* _Problem requirements_
Could you restate exactly the lines that begin at the line with "Could you please mark the cascading" and end at the final line of the data?
<<<<
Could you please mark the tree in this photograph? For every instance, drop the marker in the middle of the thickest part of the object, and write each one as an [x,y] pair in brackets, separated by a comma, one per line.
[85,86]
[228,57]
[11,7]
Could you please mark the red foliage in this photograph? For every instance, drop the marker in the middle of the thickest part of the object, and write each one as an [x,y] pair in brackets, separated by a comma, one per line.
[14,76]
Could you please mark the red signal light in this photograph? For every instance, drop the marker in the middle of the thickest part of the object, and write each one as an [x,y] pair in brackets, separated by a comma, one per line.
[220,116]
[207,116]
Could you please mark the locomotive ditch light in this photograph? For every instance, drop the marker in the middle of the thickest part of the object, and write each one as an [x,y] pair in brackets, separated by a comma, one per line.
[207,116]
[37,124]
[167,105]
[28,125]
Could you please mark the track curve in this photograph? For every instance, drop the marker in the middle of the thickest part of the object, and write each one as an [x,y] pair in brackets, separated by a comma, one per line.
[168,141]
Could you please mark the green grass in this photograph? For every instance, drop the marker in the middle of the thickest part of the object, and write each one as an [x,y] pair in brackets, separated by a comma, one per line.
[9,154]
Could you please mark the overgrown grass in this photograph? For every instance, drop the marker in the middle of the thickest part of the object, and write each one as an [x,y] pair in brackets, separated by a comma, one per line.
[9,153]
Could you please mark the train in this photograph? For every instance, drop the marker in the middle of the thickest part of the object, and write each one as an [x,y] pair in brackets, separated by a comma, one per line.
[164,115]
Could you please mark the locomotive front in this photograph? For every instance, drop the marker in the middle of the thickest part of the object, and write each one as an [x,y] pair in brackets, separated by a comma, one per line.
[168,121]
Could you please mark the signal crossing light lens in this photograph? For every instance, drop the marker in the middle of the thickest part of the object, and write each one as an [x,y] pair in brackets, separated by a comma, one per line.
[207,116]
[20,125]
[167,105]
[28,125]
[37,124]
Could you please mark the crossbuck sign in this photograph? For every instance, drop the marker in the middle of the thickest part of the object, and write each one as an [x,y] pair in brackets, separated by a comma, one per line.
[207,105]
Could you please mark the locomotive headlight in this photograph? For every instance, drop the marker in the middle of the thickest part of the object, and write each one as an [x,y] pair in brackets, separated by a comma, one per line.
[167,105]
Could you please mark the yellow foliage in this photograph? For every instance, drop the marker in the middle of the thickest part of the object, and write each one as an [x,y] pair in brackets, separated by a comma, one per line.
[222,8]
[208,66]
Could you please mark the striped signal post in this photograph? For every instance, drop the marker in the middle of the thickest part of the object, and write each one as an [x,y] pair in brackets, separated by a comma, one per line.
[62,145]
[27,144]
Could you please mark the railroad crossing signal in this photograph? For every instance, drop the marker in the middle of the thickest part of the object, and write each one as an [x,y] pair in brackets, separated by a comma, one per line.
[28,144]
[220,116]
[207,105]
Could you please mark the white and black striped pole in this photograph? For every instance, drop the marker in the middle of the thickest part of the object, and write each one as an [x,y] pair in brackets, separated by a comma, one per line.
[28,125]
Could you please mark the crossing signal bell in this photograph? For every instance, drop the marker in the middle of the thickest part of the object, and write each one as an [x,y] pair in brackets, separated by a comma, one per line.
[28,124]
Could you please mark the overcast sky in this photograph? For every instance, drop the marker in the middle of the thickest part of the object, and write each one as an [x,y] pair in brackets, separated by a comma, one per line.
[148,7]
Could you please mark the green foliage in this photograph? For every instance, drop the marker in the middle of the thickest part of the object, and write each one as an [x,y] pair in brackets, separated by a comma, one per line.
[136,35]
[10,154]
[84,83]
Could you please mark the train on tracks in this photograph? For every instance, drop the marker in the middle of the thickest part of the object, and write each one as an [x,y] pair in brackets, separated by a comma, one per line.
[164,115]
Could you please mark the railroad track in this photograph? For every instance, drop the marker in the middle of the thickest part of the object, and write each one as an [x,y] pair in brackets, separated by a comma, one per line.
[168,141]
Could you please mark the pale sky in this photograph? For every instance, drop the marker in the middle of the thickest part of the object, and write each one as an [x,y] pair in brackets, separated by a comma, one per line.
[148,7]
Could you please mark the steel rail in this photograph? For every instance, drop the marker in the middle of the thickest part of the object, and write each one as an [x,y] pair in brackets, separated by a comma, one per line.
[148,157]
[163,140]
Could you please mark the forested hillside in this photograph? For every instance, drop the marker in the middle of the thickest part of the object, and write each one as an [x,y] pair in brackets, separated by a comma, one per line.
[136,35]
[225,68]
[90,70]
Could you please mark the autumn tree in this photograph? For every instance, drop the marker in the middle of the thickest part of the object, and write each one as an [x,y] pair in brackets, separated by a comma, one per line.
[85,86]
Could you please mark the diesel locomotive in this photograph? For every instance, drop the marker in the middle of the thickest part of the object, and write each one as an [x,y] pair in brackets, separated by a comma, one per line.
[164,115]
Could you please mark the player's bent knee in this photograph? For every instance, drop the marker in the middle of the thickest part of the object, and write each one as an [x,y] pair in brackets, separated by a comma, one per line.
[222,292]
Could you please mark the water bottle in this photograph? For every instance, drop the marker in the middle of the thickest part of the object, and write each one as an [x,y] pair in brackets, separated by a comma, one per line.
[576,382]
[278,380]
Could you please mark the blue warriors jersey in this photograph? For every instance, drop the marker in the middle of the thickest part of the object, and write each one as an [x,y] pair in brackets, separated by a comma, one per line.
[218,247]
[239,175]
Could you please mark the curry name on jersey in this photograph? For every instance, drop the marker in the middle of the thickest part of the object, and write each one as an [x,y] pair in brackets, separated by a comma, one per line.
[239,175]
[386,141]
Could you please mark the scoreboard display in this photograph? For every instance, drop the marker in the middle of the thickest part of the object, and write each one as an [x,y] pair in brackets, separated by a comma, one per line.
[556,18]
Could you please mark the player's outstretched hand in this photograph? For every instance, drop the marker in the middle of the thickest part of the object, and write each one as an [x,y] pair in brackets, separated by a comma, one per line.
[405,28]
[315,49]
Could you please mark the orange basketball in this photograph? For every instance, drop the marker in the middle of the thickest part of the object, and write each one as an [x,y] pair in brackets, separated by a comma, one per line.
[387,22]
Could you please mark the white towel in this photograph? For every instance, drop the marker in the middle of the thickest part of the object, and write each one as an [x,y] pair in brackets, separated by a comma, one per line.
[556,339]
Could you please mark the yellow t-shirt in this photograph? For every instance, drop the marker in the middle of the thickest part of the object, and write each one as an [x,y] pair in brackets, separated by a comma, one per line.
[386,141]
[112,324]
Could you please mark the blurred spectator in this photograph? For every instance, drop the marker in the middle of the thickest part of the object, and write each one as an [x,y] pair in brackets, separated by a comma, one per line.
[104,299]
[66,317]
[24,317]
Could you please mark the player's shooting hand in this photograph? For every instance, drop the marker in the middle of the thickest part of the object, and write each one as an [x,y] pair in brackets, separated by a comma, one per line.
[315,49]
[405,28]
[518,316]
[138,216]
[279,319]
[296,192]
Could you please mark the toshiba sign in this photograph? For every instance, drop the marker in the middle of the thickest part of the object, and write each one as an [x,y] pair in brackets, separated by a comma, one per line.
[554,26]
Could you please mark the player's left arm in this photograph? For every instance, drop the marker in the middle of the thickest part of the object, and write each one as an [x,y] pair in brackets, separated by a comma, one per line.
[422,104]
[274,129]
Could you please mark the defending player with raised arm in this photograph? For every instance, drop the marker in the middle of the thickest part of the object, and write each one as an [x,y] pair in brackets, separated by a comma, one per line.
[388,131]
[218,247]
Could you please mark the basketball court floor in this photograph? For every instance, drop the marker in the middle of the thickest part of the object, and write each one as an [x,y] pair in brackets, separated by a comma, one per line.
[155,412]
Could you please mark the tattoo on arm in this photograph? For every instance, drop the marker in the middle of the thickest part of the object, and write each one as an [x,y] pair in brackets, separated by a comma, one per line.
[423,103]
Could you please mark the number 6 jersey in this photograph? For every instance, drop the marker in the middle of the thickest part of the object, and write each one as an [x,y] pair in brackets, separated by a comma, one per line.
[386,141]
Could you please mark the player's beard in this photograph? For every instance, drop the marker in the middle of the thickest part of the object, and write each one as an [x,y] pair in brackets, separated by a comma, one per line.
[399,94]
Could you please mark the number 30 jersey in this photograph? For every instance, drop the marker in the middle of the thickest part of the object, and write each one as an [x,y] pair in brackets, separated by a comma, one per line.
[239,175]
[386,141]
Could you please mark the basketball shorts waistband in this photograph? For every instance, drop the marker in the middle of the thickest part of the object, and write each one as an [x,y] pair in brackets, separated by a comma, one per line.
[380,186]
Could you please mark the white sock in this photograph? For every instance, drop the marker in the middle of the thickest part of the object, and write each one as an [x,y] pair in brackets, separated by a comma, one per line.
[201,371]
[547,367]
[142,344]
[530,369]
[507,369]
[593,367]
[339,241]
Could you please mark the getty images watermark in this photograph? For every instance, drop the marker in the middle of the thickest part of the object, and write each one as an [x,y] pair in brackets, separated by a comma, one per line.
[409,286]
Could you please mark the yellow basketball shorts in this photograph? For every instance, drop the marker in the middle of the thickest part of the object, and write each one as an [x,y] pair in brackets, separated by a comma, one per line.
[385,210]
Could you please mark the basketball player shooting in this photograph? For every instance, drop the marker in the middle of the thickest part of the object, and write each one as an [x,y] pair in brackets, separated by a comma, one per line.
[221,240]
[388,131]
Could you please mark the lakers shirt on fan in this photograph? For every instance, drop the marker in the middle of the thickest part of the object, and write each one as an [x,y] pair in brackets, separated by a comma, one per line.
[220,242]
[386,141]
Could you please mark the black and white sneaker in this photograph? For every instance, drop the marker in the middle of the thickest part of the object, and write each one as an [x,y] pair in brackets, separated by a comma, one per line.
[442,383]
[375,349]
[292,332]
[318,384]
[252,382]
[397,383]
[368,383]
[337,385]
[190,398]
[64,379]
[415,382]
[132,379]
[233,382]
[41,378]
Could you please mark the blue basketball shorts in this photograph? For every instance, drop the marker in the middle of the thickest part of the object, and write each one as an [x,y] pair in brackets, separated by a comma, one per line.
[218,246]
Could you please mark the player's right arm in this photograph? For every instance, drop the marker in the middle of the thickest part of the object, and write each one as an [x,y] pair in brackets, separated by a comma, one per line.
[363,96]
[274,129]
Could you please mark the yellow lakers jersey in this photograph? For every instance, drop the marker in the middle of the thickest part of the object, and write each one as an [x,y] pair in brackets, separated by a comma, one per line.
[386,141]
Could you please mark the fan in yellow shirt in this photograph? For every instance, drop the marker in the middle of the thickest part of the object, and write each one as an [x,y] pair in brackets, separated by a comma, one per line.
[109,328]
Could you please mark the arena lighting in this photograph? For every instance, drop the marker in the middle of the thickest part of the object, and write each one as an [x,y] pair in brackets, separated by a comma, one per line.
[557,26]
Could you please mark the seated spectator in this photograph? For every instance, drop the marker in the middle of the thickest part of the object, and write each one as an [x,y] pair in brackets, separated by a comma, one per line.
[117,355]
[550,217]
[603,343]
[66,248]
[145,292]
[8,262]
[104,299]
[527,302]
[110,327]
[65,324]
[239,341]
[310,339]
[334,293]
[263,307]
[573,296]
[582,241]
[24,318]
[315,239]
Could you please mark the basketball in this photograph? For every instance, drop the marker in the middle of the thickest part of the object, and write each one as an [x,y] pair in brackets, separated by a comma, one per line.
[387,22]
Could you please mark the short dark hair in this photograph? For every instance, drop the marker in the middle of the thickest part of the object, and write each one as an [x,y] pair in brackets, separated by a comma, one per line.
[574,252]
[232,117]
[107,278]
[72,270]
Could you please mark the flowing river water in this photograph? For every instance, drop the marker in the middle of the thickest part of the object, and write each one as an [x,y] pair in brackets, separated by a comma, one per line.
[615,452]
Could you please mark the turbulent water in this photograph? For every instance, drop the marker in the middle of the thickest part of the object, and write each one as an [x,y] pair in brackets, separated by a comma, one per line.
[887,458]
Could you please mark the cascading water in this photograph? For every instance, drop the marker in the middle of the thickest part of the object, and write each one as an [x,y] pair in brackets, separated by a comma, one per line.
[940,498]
>>>>
* _Solution for this exercise_
Could you please mark the cascading water in this photograph? For every instance, drop the marker in the middle of the thickest part of the object, and write each one as an [x,y] pair in brackets, separated by a comma, one per line.
[940,498]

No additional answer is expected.